> [Supplied passage]:

"""

Bug #8490

search:populate task sometimes crashes with error "1"

Added by Mike Gale almost 7 years ago. Updated almost 7 years ago.

Status:VerifiedStart date:05/28/2015
Priority:MediumDue date:
Assignee:Mike Gale% Done:

0%

Category:CLI tools
Target version:Release 2.2.0
Google Code Legacy ID: Tested version:2.1, 2.1.1, 2.1.2, 2.2
Sponsored:No Requires documentation:

Description

To reproduce:
1. Run php symfony search:populate
2. Happen to get lucky and have a search:populate session where it happens
3. An exception will be thrown and the task exits. The only error message displayed is "1".

Expected result: For that not to happen...

This one is really tricky since 90% of the time I've seen search:populate run it doesn't happen. But once in a blue moon it does. I believe this issue is because we're telling ES to flush its documents when it's already flushing, so it sends back an exception 'already flushing' (which is safe to ignore, according to my googling on it).

I made a custom search:populate script for Hector and David H that has extra error logging, and they both produced a similar result:

Elastica\Exception\PartialShardFailureException
string(2211) "#0 /usr/share/nginx/atom/vendor/Elastica/lib/Elastica/Request.php(168): Elastica\Transport\Http->exec(Object(Elastica\Request), Array)
#1 /usr/share/nginx/atom/vendor/Elastica/lib/Elastica/Client.php(592): Elastica\Request->send()
#2 /usr/share/nginx/atom/vendor/Elastica/lib/Elastica/Index.php(444): Elastica\Client->request('atom/_flush', 'POST', Array, Array)
#3 /usr/share/nginx/atom/vendor/Elastica/lib/Elastica/Index.php(415): Elastica\Index->request('_flush', 'POST', Array, Array)
#4 /usr/share/nginx/atom/plugins/arElasticSearchPlugin/lib/arElasticSearchPlugin.class.php(333): Elastica\Index->flush()
#5 /usr/share/nginx/atom/plugins/arElasticSearchPlugin/lib/model/arElasticSearchInformationObject.class.php(69): arElasticSearchPlugin->addDocument(Array, 'QubitInformatio...')
#6 /usr/share/nginx/atom/plugins/arElasticSearchPlugin/lib/model/arElasticSearchInformationObject.class.php(81): arElasticSearchInformationObject->recursivelyAddInformationObjects('476455', '258441', Array)
#7 /usr/share/nginx/atom/plugins/arElasticSearchPlugin/lib/model/arElasticSearchInformationObject.class.php(81): arElasticSearchInformationObject->recursivelyAddInformationObjects('470013', '258441', Array)
#8 /usr/share/nginx/atom/plugins/arElasticSearchPlugin/lib/model/arElasticSearchInformationObject.class.php(42): arElasticSearchInformationObject->recursivelyAddInformationObjects(1, '258441')

"""

Photo-based point labeling data:
"""

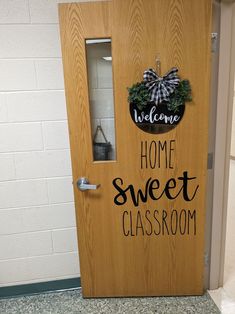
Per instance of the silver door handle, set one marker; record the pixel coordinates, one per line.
(83, 185)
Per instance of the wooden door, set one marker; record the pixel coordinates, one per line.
(154, 245)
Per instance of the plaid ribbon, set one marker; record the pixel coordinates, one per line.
(161, 88)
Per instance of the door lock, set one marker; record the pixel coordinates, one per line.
(83, 185)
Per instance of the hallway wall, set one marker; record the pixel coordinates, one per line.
(37, 215)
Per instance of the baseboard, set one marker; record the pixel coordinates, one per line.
(41, 287)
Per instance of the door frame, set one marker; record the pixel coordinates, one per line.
(222, 141)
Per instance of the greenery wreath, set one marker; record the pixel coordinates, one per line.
(175, 91)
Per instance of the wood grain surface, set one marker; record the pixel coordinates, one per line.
(113, 264)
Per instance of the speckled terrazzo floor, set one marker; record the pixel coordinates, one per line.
(70, 302)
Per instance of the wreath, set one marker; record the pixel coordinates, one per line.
(168, 90)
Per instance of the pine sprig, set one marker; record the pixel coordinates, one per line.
(181, 94)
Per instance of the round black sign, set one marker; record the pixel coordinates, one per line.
(156, 119)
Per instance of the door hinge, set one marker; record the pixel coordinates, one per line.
(214, 42)
(210, 161)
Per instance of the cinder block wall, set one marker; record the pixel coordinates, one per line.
(37, 215)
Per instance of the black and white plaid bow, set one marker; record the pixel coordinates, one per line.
(161, 88)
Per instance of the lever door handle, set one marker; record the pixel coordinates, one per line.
(83, 185)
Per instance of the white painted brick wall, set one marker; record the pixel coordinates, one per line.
(37, 216)
(38, 239)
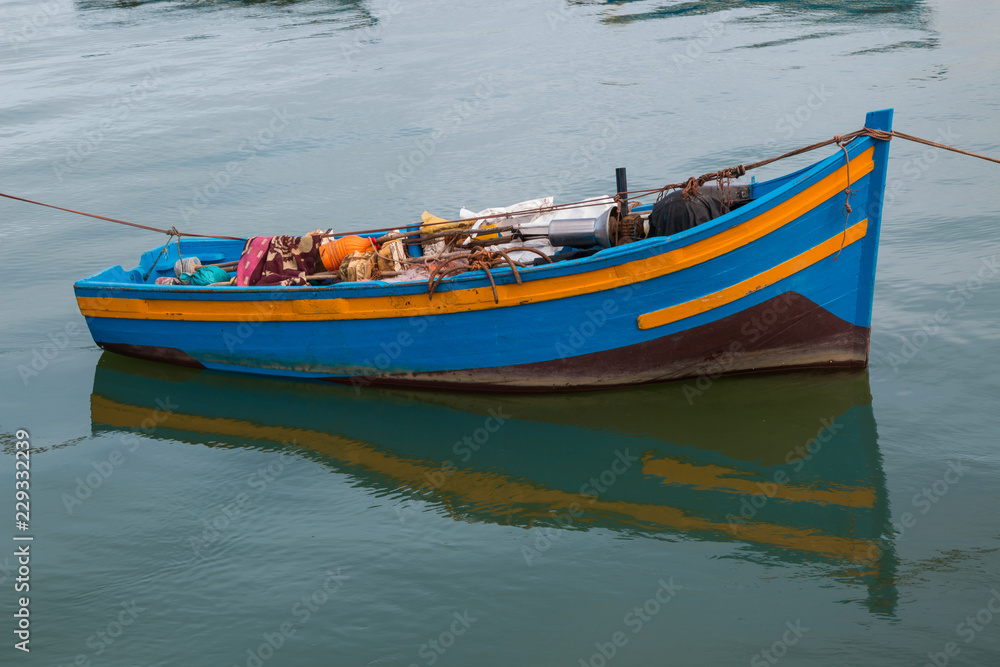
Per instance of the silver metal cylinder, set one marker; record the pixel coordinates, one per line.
(575, 232)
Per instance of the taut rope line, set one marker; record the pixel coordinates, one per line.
(690, 185)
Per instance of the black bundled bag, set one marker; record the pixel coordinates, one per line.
(675, 212)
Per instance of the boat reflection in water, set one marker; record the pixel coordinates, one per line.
(787, 466)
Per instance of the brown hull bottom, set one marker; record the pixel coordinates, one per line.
(784, 333)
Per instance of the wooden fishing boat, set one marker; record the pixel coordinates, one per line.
(782, 281)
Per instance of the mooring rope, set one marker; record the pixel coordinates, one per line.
(690, 186)
(169, 232)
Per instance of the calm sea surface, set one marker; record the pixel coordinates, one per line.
(184, 518)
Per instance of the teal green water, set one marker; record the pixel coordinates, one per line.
(184, 518)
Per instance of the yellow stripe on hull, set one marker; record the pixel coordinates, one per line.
(464, 300)
(681, 311)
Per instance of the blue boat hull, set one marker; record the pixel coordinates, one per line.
(784, 281)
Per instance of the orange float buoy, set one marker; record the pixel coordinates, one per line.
(334, 252)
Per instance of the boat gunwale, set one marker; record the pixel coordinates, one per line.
(606, 259)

"""

> [Brief 1]:
Using the bug report, decide whether each statement agrees with it, and back each yes or no with the deciding words: (a) The crash occurs every time search:populate is run. (b) The only error message shown when the task exits is "1". (c) The bug is filed under the category CLI tools.
> [Brief 2]:
List every tested version named in the bug report.
> [Brief 3]:
Return the part of the bug report from "Description" to "not to happen...".

> [Task response 1]:
(a) No: "90% of the time I've seen search:populate run it doesn't happen"
(b) Yes: "The only error message displayed is "1"."
(c) Yes: "Category:CLI tools"

> [Task response 2]:
2.1, 2.1.1, 2.1.2, 2.2

> [Task response 3]:
Description

To reproduce:
1. Run php symfony search:populate
2. Happen to get lucky and have a search:populate session where it happens
3. An exception will be thrown and the task exits. The only error message displayed is "1".

Expected result: For that not to happen...